* Prompt 1:
Decide whether each statement agrees with the paper summaries. Answer yes or no for each and quote the text's deciding words exactly. (a) The summary on marker internal confidence says the authors present 7 metrics. (b) That summary says models keep no consistent ranking order of markers across tasks. (c) The summary on compositional residuals reports that retrieval works as a mitigation.
* Prompt 2:
In the paper summaries, how many configurations were tested for the compositional residual, and on what panel?
* Prompt 3:
Carry on the paper summaries from the point where they stop.

* Excerpted passage:

****************************************

This paper introduces 'marker internal confidence' (MIC) as a formalization of the intrinsic confidence a model associates with epistemic markers (e.g., 'it is likely...') in a given task domain. The authors present 7 metrics to evaluate MIC stability within and across distributions, finding that LLMs remain miscalibrated even under model-centric interpretation of marker meanings. Models struggle to differentiate markers by internal confidence across distributions, though they preserve a somewhat consistent ranking order across tasks. The work provides complementary evidence toward understanding faithful calibration in LLMs and highlights the need for more stable, aligned marker use.
This paper formalizes a failure mode in multi-component LLM agent systems where individual components are locally probabilistically coherent but their composition violates basic probability axioms. The authors introduce the 'compositional residual' (eps*) as a runtime-computable measure of this incoherence, finding it positive in 33–94% of ensemble cliques across 1,876 tested configurations on a four-LLM panel. A hierarchical Boyle-Dykstra projection is proposed as a deterministic repair, and an anytime-valid e-process enables sequential monitoring. Notably, three intuitive LLM-side mitigations—retrieval, partition-aware prompting, and aggregator-LLM—each fail or regress.

****************************************

* Information given:
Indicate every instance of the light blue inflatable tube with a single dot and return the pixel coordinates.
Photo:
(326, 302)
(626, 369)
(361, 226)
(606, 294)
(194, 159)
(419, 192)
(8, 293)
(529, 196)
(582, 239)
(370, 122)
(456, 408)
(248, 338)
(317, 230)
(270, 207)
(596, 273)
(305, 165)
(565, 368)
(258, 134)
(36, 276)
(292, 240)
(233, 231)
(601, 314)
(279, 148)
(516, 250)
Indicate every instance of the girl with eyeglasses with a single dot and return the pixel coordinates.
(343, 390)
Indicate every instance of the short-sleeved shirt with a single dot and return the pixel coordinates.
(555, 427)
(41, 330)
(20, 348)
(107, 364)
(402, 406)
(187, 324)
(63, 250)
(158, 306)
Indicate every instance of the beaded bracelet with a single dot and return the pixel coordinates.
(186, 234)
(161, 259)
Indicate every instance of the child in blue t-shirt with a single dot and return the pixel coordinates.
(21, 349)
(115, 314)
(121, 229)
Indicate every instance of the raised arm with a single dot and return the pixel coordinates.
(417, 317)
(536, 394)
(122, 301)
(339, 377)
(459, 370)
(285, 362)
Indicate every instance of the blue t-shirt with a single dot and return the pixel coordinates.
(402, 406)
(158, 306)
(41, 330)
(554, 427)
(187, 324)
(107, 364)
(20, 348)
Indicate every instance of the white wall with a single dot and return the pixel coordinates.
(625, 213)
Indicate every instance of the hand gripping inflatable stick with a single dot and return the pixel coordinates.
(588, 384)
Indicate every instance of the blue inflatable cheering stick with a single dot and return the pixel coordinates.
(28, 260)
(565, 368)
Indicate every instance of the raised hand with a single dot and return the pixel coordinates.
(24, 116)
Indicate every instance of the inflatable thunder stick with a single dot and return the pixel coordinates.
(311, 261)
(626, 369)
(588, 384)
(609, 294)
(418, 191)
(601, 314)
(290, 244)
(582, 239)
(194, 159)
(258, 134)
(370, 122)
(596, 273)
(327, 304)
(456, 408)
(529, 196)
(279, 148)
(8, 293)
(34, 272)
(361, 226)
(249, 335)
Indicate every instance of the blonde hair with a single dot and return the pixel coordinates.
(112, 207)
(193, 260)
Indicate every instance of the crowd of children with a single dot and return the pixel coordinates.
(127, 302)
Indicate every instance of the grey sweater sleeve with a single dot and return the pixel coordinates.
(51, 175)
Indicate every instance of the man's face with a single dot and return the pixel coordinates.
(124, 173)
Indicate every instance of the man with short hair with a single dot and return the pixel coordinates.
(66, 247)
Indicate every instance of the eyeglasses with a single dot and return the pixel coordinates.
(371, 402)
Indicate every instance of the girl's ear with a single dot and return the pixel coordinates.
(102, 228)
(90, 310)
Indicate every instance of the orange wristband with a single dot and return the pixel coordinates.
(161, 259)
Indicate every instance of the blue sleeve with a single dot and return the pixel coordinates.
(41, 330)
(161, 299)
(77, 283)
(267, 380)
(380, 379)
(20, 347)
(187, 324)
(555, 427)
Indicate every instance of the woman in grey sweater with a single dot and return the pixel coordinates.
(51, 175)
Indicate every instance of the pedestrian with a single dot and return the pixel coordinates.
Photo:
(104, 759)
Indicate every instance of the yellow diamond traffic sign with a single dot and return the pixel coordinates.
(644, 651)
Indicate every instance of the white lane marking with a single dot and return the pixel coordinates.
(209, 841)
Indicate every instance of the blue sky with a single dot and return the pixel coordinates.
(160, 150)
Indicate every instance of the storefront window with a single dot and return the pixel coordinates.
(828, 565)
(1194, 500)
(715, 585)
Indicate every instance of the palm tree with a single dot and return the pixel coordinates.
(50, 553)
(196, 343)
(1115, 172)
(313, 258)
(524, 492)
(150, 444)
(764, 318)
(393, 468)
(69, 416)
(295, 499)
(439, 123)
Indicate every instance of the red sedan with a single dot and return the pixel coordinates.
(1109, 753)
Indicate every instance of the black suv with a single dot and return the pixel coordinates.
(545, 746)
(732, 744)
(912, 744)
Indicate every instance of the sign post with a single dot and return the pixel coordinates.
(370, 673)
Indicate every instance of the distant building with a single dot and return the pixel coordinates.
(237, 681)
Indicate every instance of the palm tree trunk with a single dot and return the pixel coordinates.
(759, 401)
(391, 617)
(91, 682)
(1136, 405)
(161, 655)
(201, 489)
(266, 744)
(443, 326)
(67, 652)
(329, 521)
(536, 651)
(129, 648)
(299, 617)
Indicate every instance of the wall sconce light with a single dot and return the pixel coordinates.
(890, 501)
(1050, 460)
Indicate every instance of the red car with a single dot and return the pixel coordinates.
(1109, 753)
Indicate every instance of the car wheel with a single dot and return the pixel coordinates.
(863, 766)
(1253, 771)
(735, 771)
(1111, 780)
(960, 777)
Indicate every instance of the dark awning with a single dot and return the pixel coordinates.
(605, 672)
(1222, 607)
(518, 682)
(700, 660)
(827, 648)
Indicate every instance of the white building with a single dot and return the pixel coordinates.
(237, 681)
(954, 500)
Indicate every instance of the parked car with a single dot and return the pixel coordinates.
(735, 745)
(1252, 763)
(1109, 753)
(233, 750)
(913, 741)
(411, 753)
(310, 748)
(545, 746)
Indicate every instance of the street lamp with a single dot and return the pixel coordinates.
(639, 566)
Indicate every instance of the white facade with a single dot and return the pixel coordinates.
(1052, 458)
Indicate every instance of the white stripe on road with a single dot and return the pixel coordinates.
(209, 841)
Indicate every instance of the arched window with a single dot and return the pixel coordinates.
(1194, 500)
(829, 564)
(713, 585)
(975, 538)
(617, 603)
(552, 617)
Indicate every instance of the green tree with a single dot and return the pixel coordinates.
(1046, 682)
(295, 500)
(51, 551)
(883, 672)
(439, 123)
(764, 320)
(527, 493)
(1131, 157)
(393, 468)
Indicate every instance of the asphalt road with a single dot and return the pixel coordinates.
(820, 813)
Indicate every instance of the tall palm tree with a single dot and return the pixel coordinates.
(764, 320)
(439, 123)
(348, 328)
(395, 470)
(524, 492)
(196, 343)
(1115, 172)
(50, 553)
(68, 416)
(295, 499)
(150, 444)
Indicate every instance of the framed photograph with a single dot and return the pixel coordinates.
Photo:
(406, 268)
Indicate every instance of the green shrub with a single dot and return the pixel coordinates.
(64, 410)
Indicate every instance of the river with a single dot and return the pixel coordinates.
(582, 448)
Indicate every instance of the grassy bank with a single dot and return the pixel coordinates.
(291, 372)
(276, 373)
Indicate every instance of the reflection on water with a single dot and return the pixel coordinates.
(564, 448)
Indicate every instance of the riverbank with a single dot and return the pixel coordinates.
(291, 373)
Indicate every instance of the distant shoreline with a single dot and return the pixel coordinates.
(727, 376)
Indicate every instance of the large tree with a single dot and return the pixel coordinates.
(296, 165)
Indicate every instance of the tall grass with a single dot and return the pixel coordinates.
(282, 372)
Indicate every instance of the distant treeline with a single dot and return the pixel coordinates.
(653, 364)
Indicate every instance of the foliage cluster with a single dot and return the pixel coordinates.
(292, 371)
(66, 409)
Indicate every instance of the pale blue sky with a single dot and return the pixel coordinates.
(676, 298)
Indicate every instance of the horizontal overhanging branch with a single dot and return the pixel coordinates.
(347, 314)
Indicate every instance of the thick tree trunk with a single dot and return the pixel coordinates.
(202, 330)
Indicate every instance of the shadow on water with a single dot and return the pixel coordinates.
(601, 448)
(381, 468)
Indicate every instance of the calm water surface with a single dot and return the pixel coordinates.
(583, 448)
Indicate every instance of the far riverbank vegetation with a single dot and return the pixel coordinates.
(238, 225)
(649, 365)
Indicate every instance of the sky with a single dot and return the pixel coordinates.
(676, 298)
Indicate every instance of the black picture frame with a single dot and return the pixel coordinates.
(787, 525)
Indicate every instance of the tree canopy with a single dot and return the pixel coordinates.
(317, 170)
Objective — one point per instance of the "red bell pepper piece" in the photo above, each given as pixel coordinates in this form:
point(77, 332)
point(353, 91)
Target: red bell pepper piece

****************************************

* Exercise response 1:
(a) Yes: "The authors present 7 metrics to evaluate MIC stability within and across distributions"
(b) No: "though they preserve a somewhat consistent ranking order across tasks"
(c) No: "three intuitive LLM-side mitigations—retrieval, partition-aware prompting, and aggregator-LLM—each fail or regress"

* Exercise response 2:
1,876 configurations on a four-LLM panel.

* Exercise response 3:
Researchers propose Variance-Calibrated Modulation (VCM), a training-free pre-decoding method that reshapes LLM probability distributions before truncation to combat repetitive degeneration and vocabulary dullness. VCM combines two mechanisms: Contextual Searchlight via PMI (suppressing stopwords, elevating context-relevant tokens) and Adaptive Self-Debiasing (scale-invariant penalization using real-time logit standard deviation). Evaluated across open-ended generation, factual QA, and mathematical reasoning, VCM improves diversity, coherence, and reasoning accuracy at higher temperatures with negligible overhead. The method is compatible with existing decoding strategies like Top-p and Min-p.
The paper introduces Reverse Probing, a novel uncertainty quantification framework designed specifically for clinical text summarization that estimates token-level uncertainty from pre-existing labeled summaries rather than sampling new outputs. It extracts uncertainty signals from four categories of internal model activations, treating text as a probe into the model's internal state. Evaluated on two expert-annotated clinical datasets, it outperforms eight adapted baselines on all metrics, achieving up to 4× higher AUPRC while reducing inference time and compute. Feature analysis identifies delta energy and neighborhood context as the most consistent predictors of uncertainty across models.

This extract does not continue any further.